======== Bloco de texto ========

Sumário: 1 Introdução; 2 Breves considerações sobre o processo administrativo; 3 Princípios constitucionais do direito administrativo; 4 Definição de Provas; 5 A simétrica valorização das provas no processo administrativo nacional; 5.1  Da incidência do princípio isonômico no processo administrativo; 5.2 Da relativização do princípio da supremacia do interesse público; 6 Conclusão; Referências.


1 INTRODUÇÃO

O direito brasileiro na atualidade busca estar em conformidade com o os ditames da Constituição Brasileira de 1988 para que reflita os ideais do Estado Democrático de Direito.

Dentre eles pode-se destacar a busca de um processo rigoroso no atendimento das normas processuais, que haja paridade de tratamento entre as partes, e que seja-lhes oportunizado o direito de discutirem todo o alegado em sede processual nos termos da lei. É o que, em apertada síntese, tratam os princípios instituidores do processo, quais sejam: devido processo legal, isonomia, contraditório e ampla defesa. Inerentes, pois, a todas as espécies de processo – judicial, legislativo e administrativo – buscam garantir os direitos fundamentais tão amplamente divulgados pela Constituição dentre outras leis infraconstitucionais.

No que pertine especificamente ao processo administrativo, além dos princípios asseverados no artigo 37 no texto constitucional, outros princípios mais devem ser admitidos para que revistam o processo administrativo da maior lisura na elucidação da demanda.

Ocorre que, por contar com cidadãos e Administração Pública como partes no feito, em muitos casos se pode verificar certo favoritismo conferido a essa última. Merece destaque a valorização das provas por ela produzida, que, justificada, sobretudo no atendimento do interesse público, é aquela que geralmente é determinante em decidir o feito a seu favor, fiel desprezo aos princípios constitucionais, sobretudo ao princípio da isonomia na paridade processual.

Sob essa ótica, propõe-se com o presente estudo, não exaurir a discussão, mas apresentar argumentos que possam encerrar com tal prática nas decisões sobre as demandas de caráter administrativo.


2 BREVES CONSIDERAÇÕES SOBRE O PROCESSO ADMINISTRATIVO

É causa de muito debate entre os operadores do direito administrativo a natureza do processo administrativo: se se trata de processo, propriamente dito, ou um procedimento.

Para tanto, destaca-se a distinção realizada por Hely Lopes Meirelles:

Processo é o conjunto de atos coordenados para a obtenção de decisão sobre uma controvérsia no âmbito judicial ou administrativo; procedimento é o modo de realização do processo, ou seja o rito processual. (MEIRELLES, 2009, p. 691).

Desse modo, considera-se, para este estudo que o processo administrativo é espécie processual com características específicas, dado o teor da matéria em discussão, porém, com características comuns às demais modalidades de processo, principalmente a incidência dos princípios constitucionais como antes mencionado.

========

Exercício proposto a.
Transcreva sem alterações as entradas, da linha que contém "Note: spot the twisted" até o fim das entradas, incluindo a primeira e a última.

======== Dados registrados ========

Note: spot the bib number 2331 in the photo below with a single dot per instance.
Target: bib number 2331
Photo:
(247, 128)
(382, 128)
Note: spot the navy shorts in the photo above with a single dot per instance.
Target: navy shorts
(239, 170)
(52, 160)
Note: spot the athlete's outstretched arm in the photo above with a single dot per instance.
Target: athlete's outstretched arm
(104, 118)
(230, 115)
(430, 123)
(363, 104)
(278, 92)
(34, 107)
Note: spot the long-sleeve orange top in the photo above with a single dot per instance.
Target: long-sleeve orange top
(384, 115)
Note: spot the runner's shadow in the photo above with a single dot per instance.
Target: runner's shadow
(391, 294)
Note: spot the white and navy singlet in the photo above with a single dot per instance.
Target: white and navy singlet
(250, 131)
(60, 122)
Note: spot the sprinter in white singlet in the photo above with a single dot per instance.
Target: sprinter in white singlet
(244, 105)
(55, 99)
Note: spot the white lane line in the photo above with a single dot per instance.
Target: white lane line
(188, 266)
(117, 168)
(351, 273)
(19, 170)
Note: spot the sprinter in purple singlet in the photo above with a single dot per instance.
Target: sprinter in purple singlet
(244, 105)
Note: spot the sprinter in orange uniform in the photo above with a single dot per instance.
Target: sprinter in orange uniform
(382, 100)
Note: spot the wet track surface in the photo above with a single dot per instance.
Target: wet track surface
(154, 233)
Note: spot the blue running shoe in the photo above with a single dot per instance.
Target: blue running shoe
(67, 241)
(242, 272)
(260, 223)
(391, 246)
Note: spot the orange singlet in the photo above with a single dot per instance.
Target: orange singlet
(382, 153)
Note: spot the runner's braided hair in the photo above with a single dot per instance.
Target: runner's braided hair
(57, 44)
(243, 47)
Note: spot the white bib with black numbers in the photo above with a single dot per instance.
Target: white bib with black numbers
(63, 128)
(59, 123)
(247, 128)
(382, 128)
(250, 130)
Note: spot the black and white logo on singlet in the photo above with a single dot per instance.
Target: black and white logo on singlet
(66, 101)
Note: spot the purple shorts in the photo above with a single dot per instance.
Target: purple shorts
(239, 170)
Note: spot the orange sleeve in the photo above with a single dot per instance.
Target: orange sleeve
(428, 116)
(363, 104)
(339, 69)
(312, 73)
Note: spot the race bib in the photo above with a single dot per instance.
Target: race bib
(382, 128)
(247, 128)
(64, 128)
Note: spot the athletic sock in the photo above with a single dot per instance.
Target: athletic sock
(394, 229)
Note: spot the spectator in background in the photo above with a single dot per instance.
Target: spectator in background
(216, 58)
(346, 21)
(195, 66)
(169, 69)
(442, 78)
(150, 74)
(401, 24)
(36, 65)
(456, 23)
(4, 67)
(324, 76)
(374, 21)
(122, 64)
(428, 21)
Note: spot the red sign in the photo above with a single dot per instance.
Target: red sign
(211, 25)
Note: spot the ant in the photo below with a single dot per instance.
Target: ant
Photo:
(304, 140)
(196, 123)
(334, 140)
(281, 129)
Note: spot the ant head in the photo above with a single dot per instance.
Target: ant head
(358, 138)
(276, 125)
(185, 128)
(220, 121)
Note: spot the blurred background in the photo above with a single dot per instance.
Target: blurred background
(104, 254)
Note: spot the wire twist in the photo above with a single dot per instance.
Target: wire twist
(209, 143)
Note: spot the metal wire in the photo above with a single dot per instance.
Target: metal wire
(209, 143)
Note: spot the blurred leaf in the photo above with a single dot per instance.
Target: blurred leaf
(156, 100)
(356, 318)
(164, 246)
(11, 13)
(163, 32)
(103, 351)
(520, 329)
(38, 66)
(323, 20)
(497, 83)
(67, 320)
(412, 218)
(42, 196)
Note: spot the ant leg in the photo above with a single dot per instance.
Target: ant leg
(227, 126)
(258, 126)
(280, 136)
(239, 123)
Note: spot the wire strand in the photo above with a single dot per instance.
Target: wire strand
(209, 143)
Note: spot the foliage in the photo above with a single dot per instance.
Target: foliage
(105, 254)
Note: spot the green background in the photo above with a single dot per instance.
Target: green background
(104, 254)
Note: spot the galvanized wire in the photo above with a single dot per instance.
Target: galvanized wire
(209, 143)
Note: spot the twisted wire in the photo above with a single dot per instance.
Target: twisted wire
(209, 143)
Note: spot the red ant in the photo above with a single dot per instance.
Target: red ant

========

Exercício proposto b.
Por favor, responda com base no texto sobre processo administrativo:
(i) Quais são os quatro princípios instituidores do processo citados?
(ii) Em que artigo do texto constitucional estão os princípios mencionados para o processo administrativo?
(iii) Segundo a distinção de Hely Lopes Meirelles, o que é procedimento?

Resposta a.
Note: spot the twisted wire in the photo above with a single dot per instance.
Target: twisted wire
(209, 143)
Note: spot the red ant in the photo above with a single dot per instance.
Target: red ant

Resposta b.
(i) Devido processo legal, isonomia, contraditório e ampla defesa.
(ii) No artigo 37.
(iii) É o modo de realização do processo, ou seja, o rito processual.